DEINE ANWEISUNGEN:
Schreib bitte die Einträge vom Anfang bis einschließlich der Zeile mit „[251,85,331,148]“ neu und ersetze darin „black sleeve“ durch „dark sleeve“. Alles andere bleibt unverändert.

Einträge zur Bereichsannotation:
------------------------------------------------------------------------

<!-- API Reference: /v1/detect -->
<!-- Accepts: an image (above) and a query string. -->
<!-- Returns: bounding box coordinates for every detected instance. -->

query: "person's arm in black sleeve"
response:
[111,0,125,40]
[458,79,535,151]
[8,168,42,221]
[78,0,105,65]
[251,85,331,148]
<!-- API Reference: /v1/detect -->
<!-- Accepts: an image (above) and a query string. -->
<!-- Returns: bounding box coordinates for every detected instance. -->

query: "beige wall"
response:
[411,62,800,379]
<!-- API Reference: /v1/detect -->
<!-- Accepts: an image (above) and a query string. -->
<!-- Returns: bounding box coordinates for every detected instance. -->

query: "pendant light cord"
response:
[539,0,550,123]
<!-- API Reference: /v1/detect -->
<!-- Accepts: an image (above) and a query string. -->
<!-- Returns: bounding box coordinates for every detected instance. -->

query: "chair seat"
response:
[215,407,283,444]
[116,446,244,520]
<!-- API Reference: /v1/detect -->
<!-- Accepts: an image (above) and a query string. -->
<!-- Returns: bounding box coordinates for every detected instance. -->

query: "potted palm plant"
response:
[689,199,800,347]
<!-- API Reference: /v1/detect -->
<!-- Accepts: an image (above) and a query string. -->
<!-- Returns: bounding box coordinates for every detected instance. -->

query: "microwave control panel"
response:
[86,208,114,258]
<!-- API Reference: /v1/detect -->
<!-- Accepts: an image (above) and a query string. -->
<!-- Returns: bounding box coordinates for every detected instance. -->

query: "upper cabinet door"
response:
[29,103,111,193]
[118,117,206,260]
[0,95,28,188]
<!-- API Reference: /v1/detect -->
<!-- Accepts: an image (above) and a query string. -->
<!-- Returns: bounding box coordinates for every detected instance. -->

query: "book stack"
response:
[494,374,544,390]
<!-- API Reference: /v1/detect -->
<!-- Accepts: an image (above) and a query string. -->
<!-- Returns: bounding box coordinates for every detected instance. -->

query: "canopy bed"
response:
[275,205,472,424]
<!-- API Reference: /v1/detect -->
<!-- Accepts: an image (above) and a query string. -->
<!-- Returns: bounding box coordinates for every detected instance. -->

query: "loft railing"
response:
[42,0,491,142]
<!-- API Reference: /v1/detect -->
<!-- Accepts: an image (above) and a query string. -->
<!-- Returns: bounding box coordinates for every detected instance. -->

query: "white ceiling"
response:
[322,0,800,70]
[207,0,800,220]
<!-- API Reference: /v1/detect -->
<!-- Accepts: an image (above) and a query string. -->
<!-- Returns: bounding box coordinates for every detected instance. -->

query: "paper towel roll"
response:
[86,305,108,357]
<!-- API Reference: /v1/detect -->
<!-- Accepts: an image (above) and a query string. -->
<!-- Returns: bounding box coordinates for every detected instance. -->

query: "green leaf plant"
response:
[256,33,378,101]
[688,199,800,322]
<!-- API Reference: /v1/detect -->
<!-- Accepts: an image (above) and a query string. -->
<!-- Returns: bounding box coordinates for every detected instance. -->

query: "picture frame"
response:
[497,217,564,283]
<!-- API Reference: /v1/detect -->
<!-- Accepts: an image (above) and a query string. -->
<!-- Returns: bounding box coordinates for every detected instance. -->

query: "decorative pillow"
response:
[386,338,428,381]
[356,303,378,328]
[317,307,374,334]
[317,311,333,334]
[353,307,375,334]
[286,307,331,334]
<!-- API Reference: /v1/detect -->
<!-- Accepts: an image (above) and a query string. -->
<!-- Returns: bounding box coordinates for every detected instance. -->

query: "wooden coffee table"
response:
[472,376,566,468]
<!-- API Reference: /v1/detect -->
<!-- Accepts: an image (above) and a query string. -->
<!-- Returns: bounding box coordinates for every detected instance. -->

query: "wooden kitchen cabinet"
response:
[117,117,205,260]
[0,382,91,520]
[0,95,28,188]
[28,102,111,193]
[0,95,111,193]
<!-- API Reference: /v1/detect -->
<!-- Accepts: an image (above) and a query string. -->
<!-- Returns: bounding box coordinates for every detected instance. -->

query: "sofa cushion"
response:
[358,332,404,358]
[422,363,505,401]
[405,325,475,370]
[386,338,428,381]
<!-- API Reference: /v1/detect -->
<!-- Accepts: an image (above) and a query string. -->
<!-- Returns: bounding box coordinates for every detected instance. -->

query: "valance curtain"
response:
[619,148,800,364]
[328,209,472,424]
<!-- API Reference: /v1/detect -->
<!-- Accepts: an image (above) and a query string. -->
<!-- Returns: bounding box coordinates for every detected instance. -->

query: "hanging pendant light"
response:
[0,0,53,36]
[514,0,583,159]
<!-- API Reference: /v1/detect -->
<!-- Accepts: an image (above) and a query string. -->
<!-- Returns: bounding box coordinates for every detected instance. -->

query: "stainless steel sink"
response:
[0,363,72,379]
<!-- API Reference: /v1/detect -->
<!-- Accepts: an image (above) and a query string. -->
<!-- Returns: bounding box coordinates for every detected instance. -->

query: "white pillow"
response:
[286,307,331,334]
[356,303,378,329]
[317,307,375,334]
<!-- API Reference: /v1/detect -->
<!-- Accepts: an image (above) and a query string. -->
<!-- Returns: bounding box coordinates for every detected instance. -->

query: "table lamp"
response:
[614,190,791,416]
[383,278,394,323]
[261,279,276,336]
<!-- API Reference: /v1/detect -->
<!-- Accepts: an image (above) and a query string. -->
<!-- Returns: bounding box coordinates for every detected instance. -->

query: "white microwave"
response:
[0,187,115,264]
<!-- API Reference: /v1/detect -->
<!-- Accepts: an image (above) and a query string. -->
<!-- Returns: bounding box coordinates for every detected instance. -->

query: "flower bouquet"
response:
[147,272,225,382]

------------------------------------------------------------------------

ERGEBNIS DER AUFGABE:
<!-- API Reference: /v1/detect -->
<!-- Accepts: an image (above) and a query string. -->
<!-- Returns: bounding box coordinates for every detected instance. -->

query: "person's arm in dark sleeve"
response:
[111,0,125,40]
[458,79,535,151]
[8,168,42,221]
[78,0,105,65]
[251,85,331,148]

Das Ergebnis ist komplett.